EXCERPTED PASSAGE:
-- begin --
And the Lord bless the multitudes of you who share this hour on radio and on television. This is the pastor of the First Baptist Church in Dallas. The title of the message is With Thanksgiving to God. All of you who share the hour on radio and television, get your Bible; turn to Psalm 107, Psalm 107, and we shall read this background passage for the message brought this morning. Psalm 107:
O give thanks unto the Lord, for He is good; His mercy endureth for ever.
Let the redeemed of the Lord say so, whom He hath redeemed from the hand of the enemy;
[Psalm 107:1-2]
Verse 8:
Oh that men would praise the Lord for His goodness, and for His wonderful works to the children of men!
For He satisfieth the longing soul, and filleth the hungry soul with goodness.
[Psalm 107:8-9]
Verse 15:
Oh that men would praise the Lord for His goodness, and for His wonderful works to the children of men!
For He hath broken the gates of brass, and cut the bars of iron in sunder.
[Psalm 107:15-16]
He has made us free! verse 21:
Oh that men would praise the Lord for His goodness, and for His wonderful works to the children of men!
And let them sacrifice the sacrifices of thanksgiving, and declare His works with rejoicing.
[Psalm 107:21-22]
Verse 31:
Oh that men would praise the Lord for His goodness, and for His wonderful works to the children of men!
Let them exalt Him also in the congregation of the people, and praise Him in the assembly of the elders.
[Psalm 107:31-32]
Verse 41:
Yet setteth He the poor on high from affliction, and maketh Him families like a flock.
The righteous shall see it, and rejoice; and all iniquity shall stop her mouth.
Whoso is wise, and will observe these things, even they shall understand the loving-kindness of the Lord.
[Psalm 107:41-43]
A beautiful paean of praise to God for His wonderful goodnesses to us.
One of the most traumatic and moving of all the scenes in American history came to pass on the fifth day of April in 1621. There stood a little band of fifty-one Pilgrims on the shore of Plymouth Bay, in what is today Massachusetts. They had endured a terrible winter. One hundred two of them had come to the new land, the New World, on the Mayflower. And January and February of that year of 1621, one half—fifty-one of the band had died. They were buried in unmarked graves, leveled with the ground, lest the Indians see how few and weak were those who remained. They were buried on Cole’s Hill overlooking the Plymouth Bay.
On that fifth day of April in 1621, the [fifty-one] survivors stood and watched the Mayflower leave the shores and the waters of America. Not one of the living Pilgrims, not one of these remaining men and women of God, boarded the ship to return back to their homes in England. They had come to find and to build a place of worship in the New World. And despite the hardships that faced them and the burden of grief that overwhelmed them, they remained to build a new nation on the new continent called America.
-- end --
PROBLEM 1: Return every line of the entries below that contains the string "tree", treating uppercase and lowercase as distinct.

INPUT RECORDS:
-- begin --
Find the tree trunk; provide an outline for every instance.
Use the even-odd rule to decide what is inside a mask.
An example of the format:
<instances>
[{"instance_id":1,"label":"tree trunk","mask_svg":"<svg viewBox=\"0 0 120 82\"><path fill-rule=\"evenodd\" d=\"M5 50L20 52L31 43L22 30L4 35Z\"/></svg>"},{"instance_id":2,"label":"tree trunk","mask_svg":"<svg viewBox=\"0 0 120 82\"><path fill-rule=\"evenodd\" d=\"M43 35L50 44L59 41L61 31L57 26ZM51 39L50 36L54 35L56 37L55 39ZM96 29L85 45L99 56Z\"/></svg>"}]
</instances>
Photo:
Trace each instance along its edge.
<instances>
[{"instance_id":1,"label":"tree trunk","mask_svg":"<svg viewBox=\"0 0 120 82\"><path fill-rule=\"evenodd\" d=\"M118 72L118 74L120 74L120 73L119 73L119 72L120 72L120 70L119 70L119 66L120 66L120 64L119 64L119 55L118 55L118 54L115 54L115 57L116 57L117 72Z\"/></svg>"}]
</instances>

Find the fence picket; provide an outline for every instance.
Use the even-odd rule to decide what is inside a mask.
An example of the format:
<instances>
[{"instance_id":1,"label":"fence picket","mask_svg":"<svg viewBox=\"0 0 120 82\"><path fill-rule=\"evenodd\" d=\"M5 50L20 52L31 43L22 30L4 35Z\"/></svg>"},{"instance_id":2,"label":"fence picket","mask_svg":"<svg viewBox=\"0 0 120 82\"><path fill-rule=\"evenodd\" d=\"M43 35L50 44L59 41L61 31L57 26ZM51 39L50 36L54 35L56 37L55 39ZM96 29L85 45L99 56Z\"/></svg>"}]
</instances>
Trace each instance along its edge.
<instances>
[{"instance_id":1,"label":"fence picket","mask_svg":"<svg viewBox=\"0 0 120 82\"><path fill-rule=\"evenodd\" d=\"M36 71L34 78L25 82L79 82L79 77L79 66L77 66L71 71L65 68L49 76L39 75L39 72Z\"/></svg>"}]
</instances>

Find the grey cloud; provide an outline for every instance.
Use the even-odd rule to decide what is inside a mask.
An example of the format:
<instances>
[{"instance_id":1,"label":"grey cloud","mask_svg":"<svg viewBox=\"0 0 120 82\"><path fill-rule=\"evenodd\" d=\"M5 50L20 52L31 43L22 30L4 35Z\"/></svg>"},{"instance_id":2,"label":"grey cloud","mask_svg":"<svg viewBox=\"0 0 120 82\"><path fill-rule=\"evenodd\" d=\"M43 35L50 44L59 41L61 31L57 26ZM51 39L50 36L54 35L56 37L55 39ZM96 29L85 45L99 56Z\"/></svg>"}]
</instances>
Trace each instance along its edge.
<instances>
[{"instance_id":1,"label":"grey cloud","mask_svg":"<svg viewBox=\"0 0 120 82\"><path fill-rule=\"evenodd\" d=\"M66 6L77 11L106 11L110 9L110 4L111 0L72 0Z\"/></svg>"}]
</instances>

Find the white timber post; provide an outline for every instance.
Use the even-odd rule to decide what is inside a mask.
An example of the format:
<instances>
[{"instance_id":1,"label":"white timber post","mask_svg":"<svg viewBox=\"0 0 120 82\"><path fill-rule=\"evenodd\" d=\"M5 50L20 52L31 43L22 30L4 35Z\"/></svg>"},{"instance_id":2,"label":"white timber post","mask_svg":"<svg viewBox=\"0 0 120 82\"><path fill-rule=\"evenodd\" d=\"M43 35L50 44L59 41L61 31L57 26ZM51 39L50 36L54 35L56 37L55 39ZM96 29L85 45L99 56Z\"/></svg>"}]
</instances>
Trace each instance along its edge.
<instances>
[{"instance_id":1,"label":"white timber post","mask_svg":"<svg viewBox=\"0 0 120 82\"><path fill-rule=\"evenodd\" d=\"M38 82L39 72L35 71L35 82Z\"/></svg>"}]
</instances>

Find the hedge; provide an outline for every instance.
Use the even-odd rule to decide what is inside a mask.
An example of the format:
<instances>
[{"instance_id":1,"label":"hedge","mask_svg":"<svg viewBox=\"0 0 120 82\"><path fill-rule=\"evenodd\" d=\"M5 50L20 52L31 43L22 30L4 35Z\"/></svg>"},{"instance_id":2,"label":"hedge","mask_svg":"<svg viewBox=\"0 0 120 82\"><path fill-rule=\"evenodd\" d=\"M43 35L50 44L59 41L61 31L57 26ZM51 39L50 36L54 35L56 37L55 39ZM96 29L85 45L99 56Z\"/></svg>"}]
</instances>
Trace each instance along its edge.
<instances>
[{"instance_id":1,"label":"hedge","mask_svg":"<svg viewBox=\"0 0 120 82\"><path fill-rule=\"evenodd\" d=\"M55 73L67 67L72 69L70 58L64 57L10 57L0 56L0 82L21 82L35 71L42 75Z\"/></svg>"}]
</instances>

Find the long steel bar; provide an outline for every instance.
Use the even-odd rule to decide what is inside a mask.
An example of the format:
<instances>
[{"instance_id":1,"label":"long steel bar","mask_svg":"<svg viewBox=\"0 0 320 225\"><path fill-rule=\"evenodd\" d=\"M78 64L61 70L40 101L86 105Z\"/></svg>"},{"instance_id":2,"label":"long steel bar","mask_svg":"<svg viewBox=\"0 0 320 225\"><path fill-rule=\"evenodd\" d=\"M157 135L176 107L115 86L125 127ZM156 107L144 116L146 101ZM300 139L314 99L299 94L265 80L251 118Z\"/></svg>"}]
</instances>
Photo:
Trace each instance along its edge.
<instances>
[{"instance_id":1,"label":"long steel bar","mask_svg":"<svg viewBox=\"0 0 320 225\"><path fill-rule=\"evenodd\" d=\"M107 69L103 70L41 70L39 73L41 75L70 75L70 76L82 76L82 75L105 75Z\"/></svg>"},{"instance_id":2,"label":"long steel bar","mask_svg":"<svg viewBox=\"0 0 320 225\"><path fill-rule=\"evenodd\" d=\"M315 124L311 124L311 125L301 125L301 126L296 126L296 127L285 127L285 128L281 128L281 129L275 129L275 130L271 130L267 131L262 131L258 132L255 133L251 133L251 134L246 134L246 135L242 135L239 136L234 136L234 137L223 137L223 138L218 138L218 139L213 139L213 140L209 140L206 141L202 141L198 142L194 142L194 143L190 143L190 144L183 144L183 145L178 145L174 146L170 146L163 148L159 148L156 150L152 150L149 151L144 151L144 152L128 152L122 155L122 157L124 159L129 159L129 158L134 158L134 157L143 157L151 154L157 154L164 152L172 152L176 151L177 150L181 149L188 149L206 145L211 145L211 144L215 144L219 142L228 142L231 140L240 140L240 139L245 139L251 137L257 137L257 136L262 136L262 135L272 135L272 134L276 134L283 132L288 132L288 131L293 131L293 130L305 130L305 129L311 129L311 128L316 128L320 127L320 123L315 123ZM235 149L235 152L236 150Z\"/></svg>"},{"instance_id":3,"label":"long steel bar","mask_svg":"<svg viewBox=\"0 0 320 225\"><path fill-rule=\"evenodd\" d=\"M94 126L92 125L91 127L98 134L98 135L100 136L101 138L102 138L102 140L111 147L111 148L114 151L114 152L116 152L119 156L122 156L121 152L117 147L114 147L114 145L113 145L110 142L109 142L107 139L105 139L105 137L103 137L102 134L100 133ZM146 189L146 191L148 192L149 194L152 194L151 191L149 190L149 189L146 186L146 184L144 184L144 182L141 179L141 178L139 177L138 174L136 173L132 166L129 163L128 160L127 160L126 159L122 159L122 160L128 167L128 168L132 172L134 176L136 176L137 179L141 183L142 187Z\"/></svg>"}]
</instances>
-- end --
-- begin --
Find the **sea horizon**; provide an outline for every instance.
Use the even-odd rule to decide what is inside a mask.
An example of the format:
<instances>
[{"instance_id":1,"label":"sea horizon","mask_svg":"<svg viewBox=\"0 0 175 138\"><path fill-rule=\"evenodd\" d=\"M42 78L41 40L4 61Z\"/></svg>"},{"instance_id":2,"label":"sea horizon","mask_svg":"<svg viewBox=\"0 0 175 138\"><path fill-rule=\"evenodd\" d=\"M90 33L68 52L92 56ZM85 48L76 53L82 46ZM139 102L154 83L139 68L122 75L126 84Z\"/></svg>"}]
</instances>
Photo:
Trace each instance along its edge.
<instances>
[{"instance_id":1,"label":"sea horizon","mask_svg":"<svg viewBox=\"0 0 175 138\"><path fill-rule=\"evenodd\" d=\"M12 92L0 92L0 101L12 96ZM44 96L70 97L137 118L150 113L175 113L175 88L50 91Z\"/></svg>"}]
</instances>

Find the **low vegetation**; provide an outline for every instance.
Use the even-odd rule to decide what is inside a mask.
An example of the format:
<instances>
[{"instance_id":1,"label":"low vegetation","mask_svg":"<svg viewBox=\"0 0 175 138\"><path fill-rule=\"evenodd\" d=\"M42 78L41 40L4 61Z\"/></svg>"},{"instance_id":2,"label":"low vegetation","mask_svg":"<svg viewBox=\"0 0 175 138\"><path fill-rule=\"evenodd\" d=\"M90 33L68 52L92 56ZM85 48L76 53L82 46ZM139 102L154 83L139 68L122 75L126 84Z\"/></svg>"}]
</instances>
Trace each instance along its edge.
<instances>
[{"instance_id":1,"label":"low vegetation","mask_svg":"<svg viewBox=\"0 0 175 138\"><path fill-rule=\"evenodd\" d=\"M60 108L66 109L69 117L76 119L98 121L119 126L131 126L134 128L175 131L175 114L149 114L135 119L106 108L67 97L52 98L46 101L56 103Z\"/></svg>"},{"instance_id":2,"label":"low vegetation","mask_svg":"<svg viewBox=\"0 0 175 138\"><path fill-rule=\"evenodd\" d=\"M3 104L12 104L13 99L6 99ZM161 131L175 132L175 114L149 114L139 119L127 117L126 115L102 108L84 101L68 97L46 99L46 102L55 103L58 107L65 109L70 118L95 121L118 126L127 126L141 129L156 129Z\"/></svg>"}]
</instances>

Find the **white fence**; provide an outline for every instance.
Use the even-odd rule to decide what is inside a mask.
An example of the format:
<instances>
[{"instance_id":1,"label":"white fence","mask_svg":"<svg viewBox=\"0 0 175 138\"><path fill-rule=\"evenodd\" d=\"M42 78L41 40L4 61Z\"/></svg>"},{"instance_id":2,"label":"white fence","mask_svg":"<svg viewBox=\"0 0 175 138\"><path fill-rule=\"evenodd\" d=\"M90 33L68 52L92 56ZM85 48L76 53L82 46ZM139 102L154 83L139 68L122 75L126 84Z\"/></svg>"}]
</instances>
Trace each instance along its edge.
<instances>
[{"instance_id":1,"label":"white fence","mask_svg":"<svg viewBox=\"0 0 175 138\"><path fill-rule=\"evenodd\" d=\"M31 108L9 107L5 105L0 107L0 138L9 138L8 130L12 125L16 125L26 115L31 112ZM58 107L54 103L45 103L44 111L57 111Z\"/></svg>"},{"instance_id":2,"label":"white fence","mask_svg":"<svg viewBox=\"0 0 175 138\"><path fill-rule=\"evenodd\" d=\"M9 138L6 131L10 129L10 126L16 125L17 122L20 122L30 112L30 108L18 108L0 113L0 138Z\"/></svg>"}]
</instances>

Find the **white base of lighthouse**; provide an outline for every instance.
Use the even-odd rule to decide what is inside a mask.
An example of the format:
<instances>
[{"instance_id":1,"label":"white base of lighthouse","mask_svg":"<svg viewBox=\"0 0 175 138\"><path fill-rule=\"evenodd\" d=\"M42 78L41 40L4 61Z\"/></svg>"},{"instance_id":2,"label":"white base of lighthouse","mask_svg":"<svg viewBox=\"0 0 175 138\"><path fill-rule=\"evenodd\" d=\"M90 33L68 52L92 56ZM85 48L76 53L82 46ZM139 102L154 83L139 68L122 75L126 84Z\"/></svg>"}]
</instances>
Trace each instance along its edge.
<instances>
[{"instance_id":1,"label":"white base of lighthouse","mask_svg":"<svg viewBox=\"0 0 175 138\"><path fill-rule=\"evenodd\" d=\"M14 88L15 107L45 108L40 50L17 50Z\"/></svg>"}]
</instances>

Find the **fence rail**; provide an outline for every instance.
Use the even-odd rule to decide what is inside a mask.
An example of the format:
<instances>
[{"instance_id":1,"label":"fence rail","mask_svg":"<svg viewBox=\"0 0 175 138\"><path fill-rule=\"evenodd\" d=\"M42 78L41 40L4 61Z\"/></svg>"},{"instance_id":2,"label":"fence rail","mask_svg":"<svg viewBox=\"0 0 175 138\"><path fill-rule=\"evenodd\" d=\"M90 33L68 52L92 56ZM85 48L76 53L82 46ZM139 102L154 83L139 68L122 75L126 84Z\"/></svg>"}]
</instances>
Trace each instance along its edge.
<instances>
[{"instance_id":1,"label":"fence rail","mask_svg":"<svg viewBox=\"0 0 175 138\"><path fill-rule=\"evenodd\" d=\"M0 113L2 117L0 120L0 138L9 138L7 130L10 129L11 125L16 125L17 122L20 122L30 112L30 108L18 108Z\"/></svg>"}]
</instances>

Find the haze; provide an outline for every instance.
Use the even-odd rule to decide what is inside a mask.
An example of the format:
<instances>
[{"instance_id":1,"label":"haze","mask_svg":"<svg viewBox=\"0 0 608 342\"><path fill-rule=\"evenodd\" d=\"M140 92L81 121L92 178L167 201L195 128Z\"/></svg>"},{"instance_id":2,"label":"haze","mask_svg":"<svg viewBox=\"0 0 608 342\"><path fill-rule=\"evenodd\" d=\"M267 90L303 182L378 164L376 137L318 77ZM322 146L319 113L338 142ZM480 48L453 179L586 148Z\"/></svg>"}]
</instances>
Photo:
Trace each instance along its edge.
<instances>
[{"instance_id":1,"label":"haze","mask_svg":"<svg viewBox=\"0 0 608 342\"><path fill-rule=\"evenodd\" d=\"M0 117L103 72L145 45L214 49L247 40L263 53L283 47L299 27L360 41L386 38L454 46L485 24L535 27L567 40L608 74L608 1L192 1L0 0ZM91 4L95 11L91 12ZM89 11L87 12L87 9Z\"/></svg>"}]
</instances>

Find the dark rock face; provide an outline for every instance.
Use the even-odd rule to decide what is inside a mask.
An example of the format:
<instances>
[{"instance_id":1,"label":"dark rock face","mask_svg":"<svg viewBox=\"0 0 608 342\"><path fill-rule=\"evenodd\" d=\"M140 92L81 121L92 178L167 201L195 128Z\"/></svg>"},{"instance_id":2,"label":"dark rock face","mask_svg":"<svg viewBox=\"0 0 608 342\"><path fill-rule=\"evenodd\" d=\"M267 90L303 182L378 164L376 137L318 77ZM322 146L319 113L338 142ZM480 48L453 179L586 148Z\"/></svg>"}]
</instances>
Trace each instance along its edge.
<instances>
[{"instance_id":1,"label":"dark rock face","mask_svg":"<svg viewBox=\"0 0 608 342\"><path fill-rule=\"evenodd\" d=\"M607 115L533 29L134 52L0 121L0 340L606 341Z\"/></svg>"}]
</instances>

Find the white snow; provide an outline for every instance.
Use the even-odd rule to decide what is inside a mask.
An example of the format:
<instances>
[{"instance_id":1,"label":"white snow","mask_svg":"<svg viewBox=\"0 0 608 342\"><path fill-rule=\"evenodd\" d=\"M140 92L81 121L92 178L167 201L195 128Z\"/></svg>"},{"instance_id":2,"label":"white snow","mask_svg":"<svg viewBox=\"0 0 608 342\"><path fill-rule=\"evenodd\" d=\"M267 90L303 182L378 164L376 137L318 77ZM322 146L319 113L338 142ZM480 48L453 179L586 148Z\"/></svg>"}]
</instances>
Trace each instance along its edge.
-- end --
PROBLEM 2:
Answer these questions from the sermon excerpt:
(a) What is the title of the message?
(b) How many Pilgrims came to the New World on the Mayflower?
(c) Where were the Pilgrims who died buried?

CORRECT RESPONSE 1:
Find the tree trunk; provide an outline for every instance.
[{"instance_id":1,"label":"tree trunk","mask_svg":"<svg viewBox=\"0 0 120 82\"><path fill-rule=\"evenodd\" d=\"M5 50L20 52L31 43L22 30L4 35Z\"/></svg>"},{"instance_id":2,"label":"tree trunk","mask_svg":"<svg viewBox=\"0 0 120 82\"><path fill-rule=\"evenodd\" d=\"M43 35L50 44L59 41L61 31L57 26ZM51 39L50 36L54 35L56 37L55 39ZM96 29L85 45L99 56Z\"/></svg>"}]
[{"instance_id":1,"label":"tree trunk","mask_svg":"<svg viewBox=\"0 0 120 82\"><path fill-rule=\"evenodd\" d=\"M118 72L118 74L120 74L120 73L119 73L119 72L120 72L120 70L119 70L119 66L120 66L120 64L119 64L119 55L118 55L118 54L115 54L115 57L116 57L117 72Z\"/></svg>"}]

CORRECT RESPONSE 2:
(a) With Thanksgiving to God
(b) One hundred two
(c) On Cole’s Hill, overlooking the Plymouth Bay